Their language indicates they originated in India, but the music they play is world music. Some will tell your fortune but they don't believe in supernatural powers. Yaron Matras recommends the best books and dispels some common myths about Gypsies.
Let’s start by clarifying some basic terminology. Would it be correct to say that all Romanis are Gypsies but that all Gypsies are not Romanis?
Yes, broadly speaking that is correct. When we say all Romanis are Gypsies, I would correct that somewhat and say that all Romanis are often referred to as Gypsies by others, sometimes by themselves but not always. By and large today the term ‘Gypsy’ is one outsiders use to refer to Romani people as well as to non-Romani people, such as Travellers. So when we say Romanis are Gypsies, it’s not about what they are or are not, it’s about how people perceive them and refer to them. The reference is often associated with a particular perception, some of which is true and much of which is not. For example, when people associate Gypsies with people who travel, then most Romanis are not Gypsies because most don’t travel and have never done so. Romanis refer to themselves as ‘Rom’ in their language. To them what that means is a particular set of values, family structure, beliefs and language and so on. Others refer to them as Gypsies because they select a particular image which they apply to the Romani people but also to other people, notably Traveller communities.
Can you give us a brief overview of the history of the Romani people?
This is a little problematic because the history of the Romani people is not documented from the very beginning, and what is documented has been done by outsiders. So, what we know is selective and partly inferred.
Early Romani history can really only be inferred from the language, which is Indian, so we know that the population originated in India. To some extent we can pinpoint using linguistic analysis the regions of India they are from and also the time of their exodus, but these are very crude estimates. We assume that the Romani people originated in central India, then stayed in the north western regions of India, and subsequently emigrated towards Anatolia around the tenth century. That’s as far as we can get from the linguistic evidence. The circumstantial evidence that supports this is that we know there was a general movement of people from India specialising in particular trades who ended up in various parts of central and western Asia and the Middle East. It is important to note that the exodus of Roma was not an isolated phenomenon, but was part of a general movement, especially of artisan castes, out of India.
Subsequently, with the decline of Byzantine Empire from about the fifteenth century, groups of Romani people moved to central and western Europe and to parts of the north too. Their presence in the Balkans was chronicled largely by outsiders in tax registers and court proceedings – especially during the Ottoman period – and their migration is documented in edicts issued against Gypsies in European states. Those that emigrated were very conspicuous because of their foreign appearance and they tended to exploit the superstitions of the local populations by offering services such as fortune telling, but they were also active as artisans producing tools and other goods. However, although there was this movement west and north with the decline of the Byzantine Empire, most Romanis stayed in the Balkans.

[Extracted data entries]
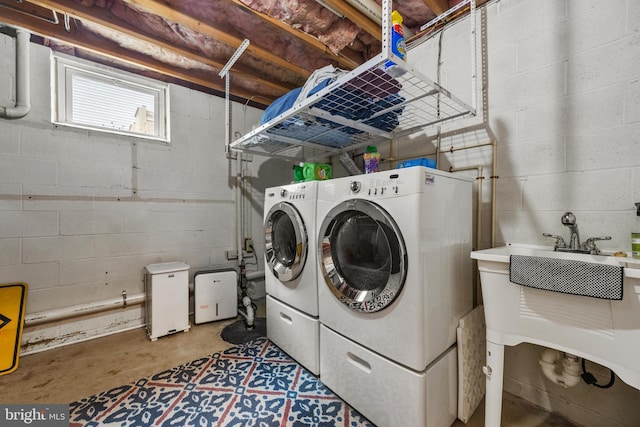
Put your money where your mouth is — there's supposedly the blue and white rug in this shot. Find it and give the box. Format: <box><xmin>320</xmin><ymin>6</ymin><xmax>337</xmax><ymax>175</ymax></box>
<box><xmin>69</xmin><ymin>338</ymin><xmax>375</xmax><ymax>427</ymax></box>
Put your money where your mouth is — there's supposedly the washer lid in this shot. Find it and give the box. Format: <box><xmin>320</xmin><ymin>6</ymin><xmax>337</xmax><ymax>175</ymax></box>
<box><xmin>264</xmin><ymin>202</ymin><xmax>309</xmax><ymax>282</ymax></box>
<box><xmin>318</xmin><ymin>199</ymin><xmax>407</xmax><ymax>312</ymax></box>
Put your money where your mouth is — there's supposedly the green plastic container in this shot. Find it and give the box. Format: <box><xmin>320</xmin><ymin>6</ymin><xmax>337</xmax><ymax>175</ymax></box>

* [Required actions]:
A. In the interview about Romani people, around what century did the Romani people emigrate toward Anatolia?
B. Translate this sentence from the interview about Romani people into Spanish: "Romanis refer to themselves as ‘Rom’ in their language."
C. Quote the interview about Romani people from "This is a little" to "and partly inferred.".

* [Responses to the tasks]:
A. Around the tenth century.

B. Los romaníes se refieren a sí mismos como ‘Rom’ en su idioma.

C.
This is a little problematic because the history of the Romani people is not documented from the very beginning, and what is documented has been done by outsiders. So, what we know is selective and partly inferred.